#### Input rows
* * * * * * * * *

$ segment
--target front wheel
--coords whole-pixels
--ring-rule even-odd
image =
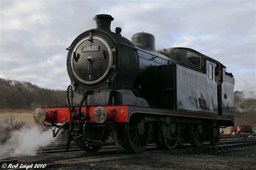
[[[100,145],[89,145],[87,142],[85,141],[84,139],[82,137],[77,139],[76,143],[80,149],[89,153],[97,152],[101,148]]]

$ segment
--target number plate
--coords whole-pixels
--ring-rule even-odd
[[[99,45],[86,46],[82,47],[82,52],[89,52],[91,51],[98,51],[99,50]]]

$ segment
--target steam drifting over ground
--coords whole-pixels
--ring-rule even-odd
[[[40,147],[49,145],[55,139],[50,129],[45,130],[43,126],[39,125],[23,126],[12,132],[11,137],[3,145],[0,146],[0,159],[18,155],[35,155]]]

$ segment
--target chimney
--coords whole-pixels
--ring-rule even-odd
[[[97,29],[111,32],[110,25],[111,21],[114,20],[114,18],[111,15],[106,14],[97,15],[93,18],[93,20],[96,22]]]

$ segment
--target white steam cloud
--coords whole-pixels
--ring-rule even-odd
[[[38,125],[23,126],[12,132],[11,137],[0,145],[0,159],[20,155],[35,155],[37,150],[53,141],[51,129]]]

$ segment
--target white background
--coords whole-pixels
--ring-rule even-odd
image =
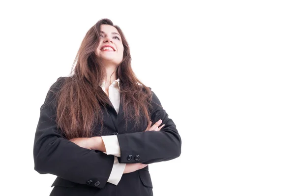
[[[1,1],[0,195],[49,195],[56,177],[33,169],[40,107],[108,18],[182,139],[149,166],[154,196],[295,195],[292,1]]]

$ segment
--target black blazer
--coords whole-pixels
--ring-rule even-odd
[[[34,169],[40,174],[57,176],[50,195],[152,196],[148,166],[123,174],[116,186],[107,182],[113,165],[114,156],[81,147],[62,137],[57,127],[56,108],[52,101],[64,78],[59,78],[47,93],[40,108],[34,141]],[[103,131],[99,133],[101,125],[98,123],[94,136],[117,135],[121,151],[121,157],[118,158],[120,163],[149,164],[180,156],[180,136],[153,92],[151,103],[152,124],[162,119],[165,125],[159,131],[144,131],[147,120],[143,118],[140,129],[135,129],[134,122],[129,121],[126,131],[121,105],[118,114],[110,102],[107,109],[104,109]]]

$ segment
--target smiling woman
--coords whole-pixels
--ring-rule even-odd
[[[175,124],[131,60],[122,31],[101,20],[86,33],[71,75],[50,87],[33,157],[36,171],[57,176],[51,196],[152,196],[148,164],[180,155]]]

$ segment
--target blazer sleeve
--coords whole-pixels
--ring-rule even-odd
[[[61,79],[51,86],[40,108],[33,145],[34,169],[40,174],[102,188],[110,177],[114,157],[81,147],[62,136],[56,123],[54,104]]]
[[[150,89],[150,88],[149,88]],[[161,119],[165,125],[160,131],[140,131],[117,135],[120,148],[120,163],[149,164],[167,161],[180,156],[181,139],[173,121],[152,94],[150,111],[152,124]]]

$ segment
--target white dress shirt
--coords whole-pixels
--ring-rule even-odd
[[[119,86],[119,79],[115,80],[109,87],[109,98],[117,112],[119,111],[120,106],[120,87]],[[101,88],[104,92],[106,93],[105,87],[105,82],[104,81],[101,85]],[[107,93],[107,95],[108,93]],[[120,163],[118,161],[118,157],[120,157],[120,150],[119,142],[117,135],[102,136],[101,138],[104,143],[106,151],[104,152],[107,155],[115,156],[114,165],[111,172],[111,174],[107,182],[117,185],[123,175],[125,169],[126,163]]]

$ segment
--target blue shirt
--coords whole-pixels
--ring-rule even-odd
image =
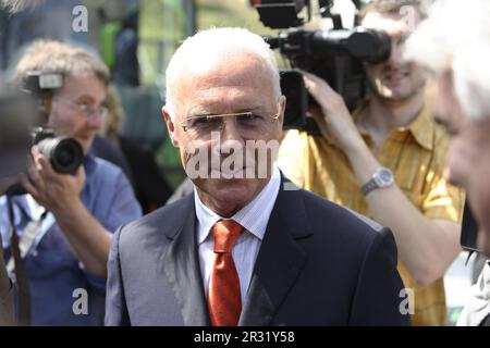
[[[86,156],[84,167],[86,179],[82,201],[110,233],[142,215],[133,189],[120,169],[91,154]],[[27,204],[26,196],[14,197],[13,201],[15,226],[17,234],[22,236],[23,228],[34,219],[35,213]],[[0,225],[3,245],[8,247],[9,221],[4,219],[5,199],[0,201],[0,211],[3,217]],[[40,238],[36,239],[25,258],[30,286],[32,323],[103,324],[106,279],[97,278],[84,270],[50,214],[44,220]],[[5,261],[8,258],[10,250],[5,250]],[[84,308],[84,294],[87,295],[88,313],[75,314]]]

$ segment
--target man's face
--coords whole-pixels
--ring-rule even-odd
[[[478,246],[490,257],[490,119],[474,121],[464,114],[445,73],[439,82],[437,121],[451,135],[444,175],[466,190],[479,225]]]
[[[242,54],[205,71],[187,71],[175,87],[175,119],[171,120],[169,110],[163,108],[167,126],[188,176],[193,177],[191,171],[195,165],[191,163],[195,163],[196,156],[207,156],[208,162],[199,162],[200,174],[193,182],[203,202],[223,216],[232,215],[252,201],[270,178],[270,170],[267,170],[267,177],[258,177],[257,171],[264,163],[258,163],[257,151],[246,151],[246,141],[272,140],[279,146],[281,136],[285,100],[278,100],[270,73],[256,60],[250,54]],[[223,128],[221,133],[213,133],[213,137],[209,132],[198,134],[188,128],[185,132],[180,124],[198,115],[247,111],[262,119],[256,130],[250,130],[254,128],[248,128],[247,124],[255,121],[235,116],[223,117]],[[273,119],[277,114],[279,117]],[[189,146],[199,150],[189,153]],[[230,150],[233,147],[235,149]],[[230,162],[232,156],[235,161]],[[226,162],[232,164],[224,165]],[[267,156],[268,167],[271,162],[271,156]],[[247,171],[254,175],[250,177]]]
[[[95,75],[69,75],[52,99],[49,126],[57,135],[75,138],[87,153],[95,135],[103,126],[99,110],[106,101],[106,86]],[[83,109],[93,110],[85,112]]]
[[[403,60],[403,46],[411,32],[419,22],[416,11],[409,12],[414,18],[401,14],[368,12],[363,26],[383,30],[391,37],[390,58],[380,64],[366,64],[366,73],[372,92],[388,101],[404,101],[421,90],[425,84],[420,67]]]

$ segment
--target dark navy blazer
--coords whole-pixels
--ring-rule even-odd
[[[240,325],[409,324],[390,229],[283,184]],[[210,324],[195,225],[191,195],[115,233],[107,325]]]

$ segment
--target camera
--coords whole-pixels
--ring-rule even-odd
[[[391,38],[382,32],[362,26],[346,29],[340,15],[332,14],[332,0],[319,0],[320,14],[330,17],[333,28],[330,30],[305,30],[298,28],[311,18],[309,0],[254,0],[253,5],[259,13],[260,21],[270,28],[287,28],[277,37],[267,36],[272,49],[287,59],[293,69],[301,69],[323,78],[353,111],[368,91],[368,82],[364,63],[381,63],[390,57]],[[353,1],[356,8],[359,1]],[[306,7],[307,17],[298,16]],[[307,117],[307,90],[299,72],[291,70],[281,72],[281,89],[287,98],[284,113],[284,129],[302,129],[319,134],[318,126]]]
[[[49,116],[47,100],[62,86],[61,74],[29,71],[23,76],[23,92],[0,98],[0,161],[8,167],[1,173],[2,177],[26,172],[26,154],[34,145],[57,173],[76,173],[84,159],[82,146],[73,138],[56,136],[46,125]],[[7,190],[11,196],[24,194],[26,191],[20,184]]]

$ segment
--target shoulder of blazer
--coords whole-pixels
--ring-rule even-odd
[[[134,232],[139,237],[163,233],[169,238],[173,238],[188,219],[195,219],[194,194],[122,226],[119,231],[120,239],[134,235]],[[135,236],[135,238],[138,237]]]

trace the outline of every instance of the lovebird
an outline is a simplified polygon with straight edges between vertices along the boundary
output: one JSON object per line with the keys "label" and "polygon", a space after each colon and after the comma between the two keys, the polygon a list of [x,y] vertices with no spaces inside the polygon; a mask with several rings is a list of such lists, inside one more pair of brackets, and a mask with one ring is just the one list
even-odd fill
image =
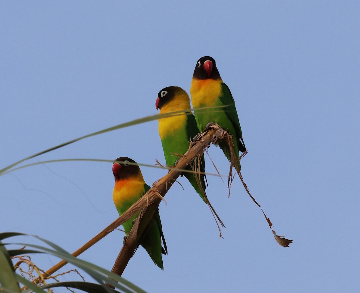
{"label": "lovebird", "polygon": [[[121,216],[150,189],[144,180],[140,168],[133,160],[126,157],[118,158],[113,164],[113,173],[115,177],[115,186],[113,192],[114,203]],[[140,212],[123,224],[124,230],[129,233],[132,227],[132,222]],[[161,246],[161,239],[165,248]],[[140,243],[149,254],[155,264],[163,270],[162,254],[167,254],[167,248],[162,233],[161,221],[158,211],[151,227],[143,236]]]}
{"label": "lovebird", "polygon": [[[164,114],[176,111],[184,111],[184,114],[158,119],[159,134],[161,140],[162,148],[166,164],[174,166],[180,157],[175,154],[183,155],[188,150],[194,137],[199,132],[194,115],[190,111],[190,100],[187,93],[179,87],[168,87],[162,89],[158,94],[155,103],[156,109],[160,109],[160,113]],[[193,164],[194,163],[193,162]],[[201,157],[199,166],[194,166],[195,170],[204,172],[205,161],[204,155]],[[188,166],[187,168],[192,170]],[[205,174],[197,175],[194,173],[184,172],[185,177],[189,180],[203,200],[206,203],[205,190]]]}
{"label": "lovebird", "polygon": [[[233,136],[234,150],[238,159],[239,151],[243,153],[246,149],[243,139],[235,102],[229,87],[222,82],[216,68],[216,62],[212,57],[204,56],[197,61],[191,81],[190,94],[199,130],[203,131],[207,124],[210,122],[219,124]],[[217,106],[226,107],[196,110],[197,108]],[[219,146],[230,161],[230,151],[227,144],[222,142],[219,144]],[[237,166],[235,165],[235,167]],[[239,161],[238,168],[240,171]]]}

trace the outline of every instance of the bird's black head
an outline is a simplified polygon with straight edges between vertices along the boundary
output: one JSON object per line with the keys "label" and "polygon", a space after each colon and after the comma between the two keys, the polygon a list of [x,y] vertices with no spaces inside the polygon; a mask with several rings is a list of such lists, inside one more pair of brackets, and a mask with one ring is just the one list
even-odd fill
{"label": "bird's black head", "polygon": [[140,172],[140,168],[134,160],[126,157],[118,158],[113,164],[113,173],[116,181],[120,179],[126,179],[138,175]]}
{"label": "bird's black head", "polygon": [[155,102],[156,110],[161,109],[163,106],[174,99],[177,94],[184,92],[186,94],[186,92],[179,87],[164,88],[158,94],[158,97]]}
{"label": "bird's black head", "polygon": [[193,78],[197,79],[221,79],[215,59],[210,56],[204,56],[199,59],[196,62]]}

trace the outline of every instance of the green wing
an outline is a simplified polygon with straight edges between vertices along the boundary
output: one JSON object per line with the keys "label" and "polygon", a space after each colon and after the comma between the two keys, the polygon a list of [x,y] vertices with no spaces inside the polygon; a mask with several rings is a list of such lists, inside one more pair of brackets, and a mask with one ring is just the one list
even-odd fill
{"label": "green wing", "polygon": [[[145,193],[150,189],[150,187],[146,183],[144,184],[144,187],[145,190]],[[148,228],[146,235],[143,237],[140,244],[147,251],[155,264],[162,270],[163,269],[161,254],[167,254],[167,248],[162,232],[162,227],[158,209],[154,222],[151,226]],[[165,248],[161,246],[161,239],[162,239]]]}
{"label": "green wing", "polygon": [[[194,137],[199,133],[199,129],[198,128],[197,125],[196,124],[196,120],[195,120],[195,117],[193,115],[192,113],[190,112],[187,112],[187,119],[186,120],[186,134],[188,138],[188,140],[190,143],[190,141],[193,140]],[[200,171],[201,172],[205,172],[205,159],[204,158],[204,155],[201,156],[201,159],[200,162]],[[187,168],[190,170],[191,170],[191,167],[188,166]],[[202,189],[199,186],[199,183],[195,177],[195,175],[192,173],[188,173],[184,172],[184,176],[186,177],[190,182],[190,183],[194,187],[196,192],[201,196],[203,200],[205,202],[206,202],[205,199],[205,190],[206,188],[205,184],[205,181],[207,183],[207,180],[206,180],[206,176],[205,174],[201,174],[199,179],[200,179],[200,183],[201,187],[204,191],[203,192]]]}
{"label": "green wing", "polygon": [[236,132],[236,140],[238,142],[239,150],[243,153],[246,150],[245,144],[243,139],[243,134],[241,132],[240,122],[239,121],[238,113],[235,107],[235,101],[230,92],[229,87],[224,83],[221,83],[222,92],[220,96],[220,101],[224,105],[228,105],[225,107],[224,111],[229,119],[231,121]]}

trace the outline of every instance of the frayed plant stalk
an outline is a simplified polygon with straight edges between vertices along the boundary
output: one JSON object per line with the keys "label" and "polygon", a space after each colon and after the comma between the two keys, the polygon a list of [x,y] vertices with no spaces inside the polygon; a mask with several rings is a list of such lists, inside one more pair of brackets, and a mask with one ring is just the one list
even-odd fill
{"label": "frayed plant stalk", "polygon": [[[134,215],[139,213],[139,211],[141,210],[139,217],[135,220],[132,228],[124,241],[124,245],[112,270],[112,272],[121,275],[129,260],[138,246],[141,237],[144,234],[144,232],[146,231],[149,223],[152,223],[153,221],[154,215],[158,210],[159,204],[162,200],[163,200],[164,196],[176,179],[183,172],[187,172],[187,170],[185,170],[186,166],[191,164],[194,158],[198,156],[201,155],[211,143],[217,144],[220,141],[224,140],[226,141],[229,144],[231,152],[230,169],[228,177],[228,187],[229,188],[231,187],[234,178],[232,175],[233,167],[235,167],[237,173],[240,178],[247,192],[254,202],[261,209],[274,234],[276,241],[282,246],[288,246],[292,241],[283,238],[283,236],[279,236],[276,234],[272,227],[273,225],[270,219],[266,216],[260,205],[250,193],[247,186],[243,181],[240,170],[238,170],[236,167],[238,160],[241,159],[246,153],[239,159],[237,159],[234,153],[232,137],[228,132],[222,129],[217,124],[213,123],[209,124],[207,125],[204,131],[199,133],[194,138],[193,141],[190,144],[189,150],[179,159],[175,168],[171,168],[166,175],[153,184],[153,188],[121,216],[84,245],[73,252],[72,255],[75,257],[78,256],[119,226],[131,219]],[[216,213],[215,214],[216,214]],[[217,215],[216,215],[217,216]],[[217,218],[222,224],[218,217]],[[219,228],[220,229],[220,227]],[[41,280],[42,278],[45,279],[48,278],[52,274],[67,263],[67,262],[64,260],[62,261],[44,273],[42,277],[38,277],[34,280],[33,282],[37,284]]]}
{"label": "frayed plant stalk", "polygon": [[[132,218],[135,214],[138,213],[140,210],[143,210],[140,213],[140,216],[138,217],[136,220],[135,223],[127,237],[126,242],[126,246],[133,248],[134,250],[132,252],[127,249],[124,249],[123,251],[122,249],[121,250],[121,251],[123,251],[122,252],[123,254],[122,255],[121,257],[122,259],[123,260],[125,259],[122,256],[125,253],[125,251],[127,252],[126,257],[128,258],[128,259],[126,261],[126,264],[127,264],[130,257],[134,254],[134,251],[136,249],[138,243],[136,242],[136,244],[135,245],[134,245],[134,243],[135,243],[135,241],[136,241],[135,238],[134,237],[137,237],[138,234],[140,235],[140,233],[139,233],[139,231],[136,231],[137,227],[139,227],[139,220],[141,219],[144,218],[142,220],[144,224],[142,223],[142,225],[140,227],[143,227],[144,230],[146,226],[147,226],[150,220],[153,220],[152,218],[153,218],[153,215],[156,211],[157,210],[159,204],[161,200],[163,199],[163,198],[167,191],[171,187],[173,183],[180,174],[183,172],[186,171],[186,170],[184,170],[184,169],[185,169],[186,166],[188,164],[191,163],[194,158],[196,157],[198,154],[202,153],[203,152],[204,150],[207,148],[212,142],[213,142],[213,140],[215,138],[217,139],[217,138],[221,137],[222,135],[226,136],[227,135],[227,132],[223,130],[220,126],[216,125],[216,126],[212,126],[208,129],[205,130],[203,133],[200,134],[198,136],[196,141],[194,142],[192,142],[190,144],[189,150],[179,159],[177,164],[176,165],[176,168],[174,168],[174,169],[172,169],[166,175],[155,182],[153,185],[153,188],[134,204],[127,210],[98,234],[86,242],[80,248],[74,252],[72,254],[72,255],[75,257],[78,256],[108,234],[115,230],[119,226]],[[149,207],[148,208],[148,207]],[[144,214],[147,211],[147,213],[145,214],[145,216],[144,217]],[[148,223],[145,223],[144,220],[145,219],[149,219]],[[132,243],[131,241],[132,242]],[[124,245],[124,247],[125,246]],[[120,256],[120,254],[119,254]],[[118,258],[119,257],[118,257]],[[122,261],[125,262],[125,261],[123,260]],[[116,265],[117,263],[118,263],[117,260],[117,261],[116,262],[115,265],[114,265],[114,267],[118,266],[118,265]],[[123,263],[125,264],[125,262]],[[59,270],[67,264],[67,262],[65,260],[63,260],[59,262],[45,272],[42,274],[42,276],[39,276],[35,279],[33,281],[33,282],[35,284],[38,284],[39,282],[41,281],[42,279],[46,279],[50,277],[51,275],[53,274]],[[121,266],[123,267],[123,268],[125,269],[126,265],[125,265],[124,266],[123,265]],[[122,270],[123,271],[123,269]],[[118,273],[117,273],[121,275],[121,274],[122,274],[122,271],[120,274]]]}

* * * * * * * * *

#### What to do
Gather every line of the material that contains the word "trace", and list those lines.

#### Solution for this task
trace the outline of every instance of the lovebird
trace the outline of every instance of the bird's black head
trace the outline of every instance of the green wing
trace the outline of every instance of the frayed plant stalk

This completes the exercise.